<<<<

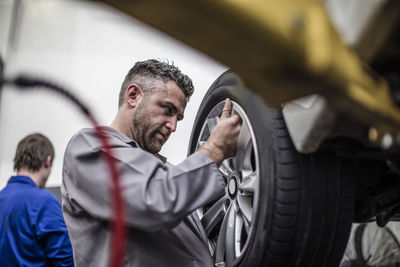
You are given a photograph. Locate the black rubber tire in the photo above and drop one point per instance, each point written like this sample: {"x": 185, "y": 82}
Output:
{"x": 306, "y": 201}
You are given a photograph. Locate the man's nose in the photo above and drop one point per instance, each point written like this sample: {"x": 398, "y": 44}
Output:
{"x": 171, "y": 124}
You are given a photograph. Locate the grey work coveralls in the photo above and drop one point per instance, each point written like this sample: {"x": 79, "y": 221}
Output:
{"x": 159, "y": 199}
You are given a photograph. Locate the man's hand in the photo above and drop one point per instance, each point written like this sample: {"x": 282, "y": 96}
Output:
{"x": 222, "y": 142}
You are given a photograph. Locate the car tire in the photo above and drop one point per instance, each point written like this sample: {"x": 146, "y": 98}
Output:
{"x": 280, "y": 208}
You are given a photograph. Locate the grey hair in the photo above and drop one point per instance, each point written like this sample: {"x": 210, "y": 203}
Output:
{"x": 146, "y": 73}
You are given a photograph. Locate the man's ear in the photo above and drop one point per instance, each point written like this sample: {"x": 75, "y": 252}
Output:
{"x": 131, "y": 95}
{"x": 47, "y": 163}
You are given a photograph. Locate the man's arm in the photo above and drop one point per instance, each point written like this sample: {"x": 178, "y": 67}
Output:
{"x": 155, "y": 194}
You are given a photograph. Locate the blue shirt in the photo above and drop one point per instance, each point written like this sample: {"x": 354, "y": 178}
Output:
{"x": 32, "y": 228}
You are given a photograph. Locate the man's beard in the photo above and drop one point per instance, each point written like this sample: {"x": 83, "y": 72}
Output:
{"x": 143, "y": 134}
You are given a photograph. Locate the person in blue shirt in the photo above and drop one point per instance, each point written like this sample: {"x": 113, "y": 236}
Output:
{"x": 32, "y": 227}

>>>>

=== TASK DESCRIPTION ===
Repeat all of the rows above verbatim, omitting the pictures.

=== REPLY ===
You are given a photograph. Locate the black rubber tire in the photo above and drop one point per instance, each point written like this sample: {"x": 185, "y": 82}
Output:
{"x": 306, "y": 201}
You are given a photograph. Locate the man's nose in the photo above and drop one point per instance, each point written like this sample: {"x": 398, "y": 44}
Output:
{"x": 171, "y": 124}
You are given a photograph. Locate the grey work coveralls in the photo above and drop one point per instance, each point written like this sample: {"x": 79, "y": 221}
Output:
{"x": 159, "y": 199}
You are given a photograph. Locate the man's hand in the photo above and drop one point per instance, each point written like this sample: {"x": 282, "y": 96}
Output:
{"x": 222, "y": 142}
You are given a photograph. Locate the car tire in the photo above and drop one point per instance, each point written like this sample: {"x": 146, "y": 98}
Output:
{"x": 280, "y": 208}
You are given a photograph. Locate the grey hair in the photo above and drop one point per instance, each point written like this sample: {"x": 210, "y": 203}
Output:
{"x": 146, "y": 73}
You are given a photograph. Locate the man's ear in the photo above and drop one point per instance, each point written like this sample: {"x": 75, "y": 252}
Output:
{"x": 131, "y": 95}
{"x": 47, "y": 163}
You are given a photograph. Locate the man's arm in the photo above and drop one point per instance, each point written like this sample: {"x": 178, "y": 67}
Output:
{"x": 155, "y": 194}
You are given a photograph. Locate the blue shirt in the photo above and drop one point per instance, each point written like this sample: {"x": 354, "y": 178}
Output:
{"x": 32, "y": 228}
You are given a photograph. Locate the man's beard in the photo above and drop one point per instance, each point written like this sample: {"x": 83, "y": 72}
Output:
{"x": 143, "y": 134}
You are given a photograph. Locate the person in blue shirt in the photo above and drop one point per instance, each point written like this sample: {"x": 113, "y": 236}
Output:
{"x": 32, "y": 227}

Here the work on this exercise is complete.